▶ Texto extraído:
○ ○ ○

Um grande amigo e eventual colaborador deste blog, P.A.S., nos propôs uma interessante questão:
“Ainda seria possível degustar algum vinho obtido de vinhas pre-filoxera, para comparar com os atuais?”
A resposta óbvia seria um retumbante “não”.
Pensando bem, ainda existem muitos vinhedos em “pé franco” com vinhos sendo elaborados com seus frutos. Alguns países se destacam neste cenário, como Portugal com seus Vinhos do Porto ou com os Vinhos de Colares, e o Chile, um país onde praticamente a filoxera não chegou. Existem outros.
O grande problema é obter o efeito comparativo: seriam estes vinhos elaborados da mesma forma como eram antes da praga?
E com os grandes vinhos, como os Bordaleses: ainda seria possível estabelecer esta comparação?
A resposta que o amigo busca é saber se estes vinhos de antigamente seriam superiores aos atuais ou, em outras palavras, se a parreira enxertada é tão boa quanto a original, sem enxertos?
Podemos simplificar mais um pouco esta dúvida: o vinho moderno é melhor, pior ou igual ao vinho antigo?
Ah! Voltamos ao eterno embate entre tradição e modernidade que marcou o Século XX, com todas as manifestações culturais, ditas “modernistas” e amplamente criticadas por diversos segmentos mais conservadores da sociedade. O vinho também é cultura e foi incluído neste balaio.
Curiosamente, neste Século XXI, continuam as discussões entre os grupos que preferem uma vida mais moderna e os que ainda vivem à moda antiga. Ambos consomem vinho, ainda bem!
A evolução da ciência e seus métodos viraram o grande vilão. “Tudo deveria acontecer de modo natural”, dizem uns. “A tecnologia explica tudo”, retruca o outro grupo.
Ninguém questiona que, ao fermentar um mosto de uvas, vamos obter um vinho, em algum momento. Isto não mudou. Mas a tecnologia nos permite fazer bebidas mais seguras atualmente.
Aumentaram os controles sobre os diversos processos. Existem recipientes adequados para cada etapa, inclusive para distribuição e venda: garrafas são consideradas “modernas”!
O debate sobre os recipientes para elaboração e guarda dos vinhos é muito antigo e, de certa forma, desconcertante.
Um simples exemplo: as barricas de madeira foram criadas para transportar o vinho e não para melhorá-lo, como é atualmente.
Em um texto anterior a este, afirmamos que as tradições seriam um dos grandes trunfos do vinho. Mas são tradições revestidas de modernidade. Há muita ciência e tecnologia embutida na elaboração dos vinhos atualmente, inclusive no campo. A enxertia é uma delas …
Então, podemos levantar nova dúvida: O que é verdadeiramente tradicional no mundo do vinho?

○ ○ ○

▶ Conteúdo da listagem:
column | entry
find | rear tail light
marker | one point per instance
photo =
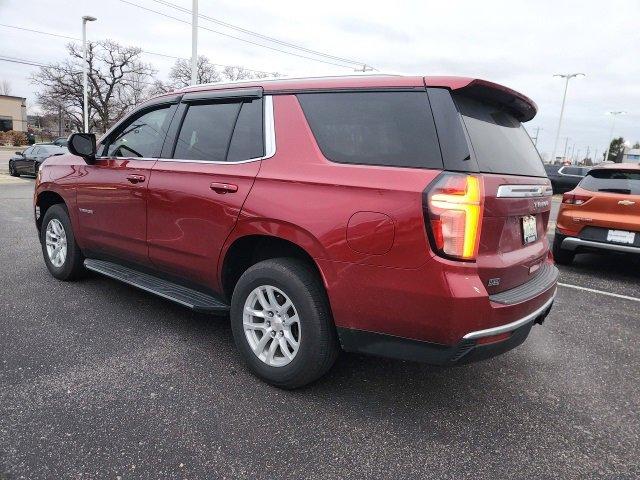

○ ○ ○

Indique se cada afirmação a seguir está de acordo com o texto sobre a filoxera, respondendo sim ou não e citando literalmente as palavras do texto que decidem a questão. (a) O Chile é apontado como um país aonde a filoxera praticamente não chegou. (b) As barricas de madeira surgiram com o propósito de melhorar o vinho. (c) A tecnologia permite hoje produzir bebidas mais seguras. A listagem constitui material à parte, independente do texto.

▶ Exercício resolvido:
(a) Sim: "o Chile, um país onde praticamente a filoxera não chegou".
(b) Não: "as barricas de madeira foram criadas para transportar o vinho e não para melhorá-lo".
(c) Sim: "Mas a tecnologia nos permite fazer bebidas mais seguras atualmente."